--- DATA TO USE ---
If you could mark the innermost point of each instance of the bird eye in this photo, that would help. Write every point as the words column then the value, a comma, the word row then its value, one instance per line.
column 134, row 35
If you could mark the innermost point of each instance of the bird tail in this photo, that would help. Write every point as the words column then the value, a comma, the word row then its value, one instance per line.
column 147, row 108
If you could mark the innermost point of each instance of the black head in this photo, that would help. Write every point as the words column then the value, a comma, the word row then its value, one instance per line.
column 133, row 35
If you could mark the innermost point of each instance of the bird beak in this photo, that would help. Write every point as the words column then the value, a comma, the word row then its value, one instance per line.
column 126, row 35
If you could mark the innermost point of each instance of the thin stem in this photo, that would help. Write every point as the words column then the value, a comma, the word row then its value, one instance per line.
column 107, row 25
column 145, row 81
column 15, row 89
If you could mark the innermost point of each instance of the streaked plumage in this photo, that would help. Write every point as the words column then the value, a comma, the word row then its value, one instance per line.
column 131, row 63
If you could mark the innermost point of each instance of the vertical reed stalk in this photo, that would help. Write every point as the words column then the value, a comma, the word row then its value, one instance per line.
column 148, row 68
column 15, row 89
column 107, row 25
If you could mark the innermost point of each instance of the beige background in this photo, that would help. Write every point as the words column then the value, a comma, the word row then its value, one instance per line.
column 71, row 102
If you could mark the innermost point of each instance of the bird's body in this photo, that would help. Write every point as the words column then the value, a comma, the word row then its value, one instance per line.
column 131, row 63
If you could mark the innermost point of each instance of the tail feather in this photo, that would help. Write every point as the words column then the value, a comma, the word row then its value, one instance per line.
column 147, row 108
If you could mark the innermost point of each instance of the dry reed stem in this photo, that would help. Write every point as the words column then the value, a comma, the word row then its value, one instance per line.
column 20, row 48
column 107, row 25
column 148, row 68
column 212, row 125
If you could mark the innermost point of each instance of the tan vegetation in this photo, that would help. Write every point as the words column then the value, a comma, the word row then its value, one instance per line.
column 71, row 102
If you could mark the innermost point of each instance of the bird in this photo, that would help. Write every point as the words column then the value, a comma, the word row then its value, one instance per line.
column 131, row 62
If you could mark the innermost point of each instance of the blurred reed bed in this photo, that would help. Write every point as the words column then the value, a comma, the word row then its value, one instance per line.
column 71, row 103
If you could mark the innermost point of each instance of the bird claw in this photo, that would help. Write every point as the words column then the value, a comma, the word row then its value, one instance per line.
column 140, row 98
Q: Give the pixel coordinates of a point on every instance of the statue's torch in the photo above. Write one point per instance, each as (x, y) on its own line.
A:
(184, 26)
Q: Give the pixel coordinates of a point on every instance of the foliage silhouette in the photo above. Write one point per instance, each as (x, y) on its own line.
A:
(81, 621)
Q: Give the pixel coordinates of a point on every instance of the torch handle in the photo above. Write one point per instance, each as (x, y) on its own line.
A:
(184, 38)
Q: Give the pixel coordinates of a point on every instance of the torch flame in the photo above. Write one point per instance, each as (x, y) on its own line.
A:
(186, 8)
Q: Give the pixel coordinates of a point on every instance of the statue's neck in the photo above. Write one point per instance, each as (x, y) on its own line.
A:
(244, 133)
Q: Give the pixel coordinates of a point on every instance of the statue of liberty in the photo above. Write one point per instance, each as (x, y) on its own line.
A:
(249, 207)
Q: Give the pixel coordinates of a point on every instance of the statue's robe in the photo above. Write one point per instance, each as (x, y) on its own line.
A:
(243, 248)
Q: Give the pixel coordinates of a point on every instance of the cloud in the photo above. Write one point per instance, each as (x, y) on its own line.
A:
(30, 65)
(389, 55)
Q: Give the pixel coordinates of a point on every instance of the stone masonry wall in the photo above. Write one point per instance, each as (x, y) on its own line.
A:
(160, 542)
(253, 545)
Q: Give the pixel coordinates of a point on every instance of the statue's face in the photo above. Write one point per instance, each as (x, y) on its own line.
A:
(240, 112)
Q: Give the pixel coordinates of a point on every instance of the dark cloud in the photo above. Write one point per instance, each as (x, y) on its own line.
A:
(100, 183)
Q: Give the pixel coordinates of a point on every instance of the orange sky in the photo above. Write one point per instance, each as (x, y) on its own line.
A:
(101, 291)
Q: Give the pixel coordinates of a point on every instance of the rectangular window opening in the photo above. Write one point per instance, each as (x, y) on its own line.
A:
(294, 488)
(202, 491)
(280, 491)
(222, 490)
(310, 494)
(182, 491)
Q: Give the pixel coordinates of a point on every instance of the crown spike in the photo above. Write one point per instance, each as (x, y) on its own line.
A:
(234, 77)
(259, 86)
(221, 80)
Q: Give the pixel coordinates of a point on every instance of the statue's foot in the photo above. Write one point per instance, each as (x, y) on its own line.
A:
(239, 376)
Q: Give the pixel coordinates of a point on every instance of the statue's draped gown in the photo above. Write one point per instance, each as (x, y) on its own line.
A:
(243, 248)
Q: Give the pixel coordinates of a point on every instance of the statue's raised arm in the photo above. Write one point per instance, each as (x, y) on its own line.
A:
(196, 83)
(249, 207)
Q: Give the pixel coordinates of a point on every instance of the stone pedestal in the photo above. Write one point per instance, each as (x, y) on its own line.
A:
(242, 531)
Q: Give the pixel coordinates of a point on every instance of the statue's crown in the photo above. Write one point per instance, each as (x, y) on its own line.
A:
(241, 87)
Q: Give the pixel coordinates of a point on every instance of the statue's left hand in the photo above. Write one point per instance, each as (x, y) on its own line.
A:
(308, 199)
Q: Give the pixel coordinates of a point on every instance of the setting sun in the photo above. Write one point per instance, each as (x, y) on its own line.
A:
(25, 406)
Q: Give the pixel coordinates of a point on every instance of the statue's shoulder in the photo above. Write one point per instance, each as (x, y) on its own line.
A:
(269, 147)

--- WORK TO COMPLETE ---
Each line in the data that holds the string "cloud" should be found and copied.

--- RESPONSE FOR THIS EXERCISE ---
Q: Give the pixel coordinates of a point on every instance of the cloud in the photo above. Write one point per instance, each as (x, y) on its own line.
Q: Give the pixel coordinates of a point on every instance of the dark cloud in the photo above. Write one point per instance, each as (x, y) on its own line.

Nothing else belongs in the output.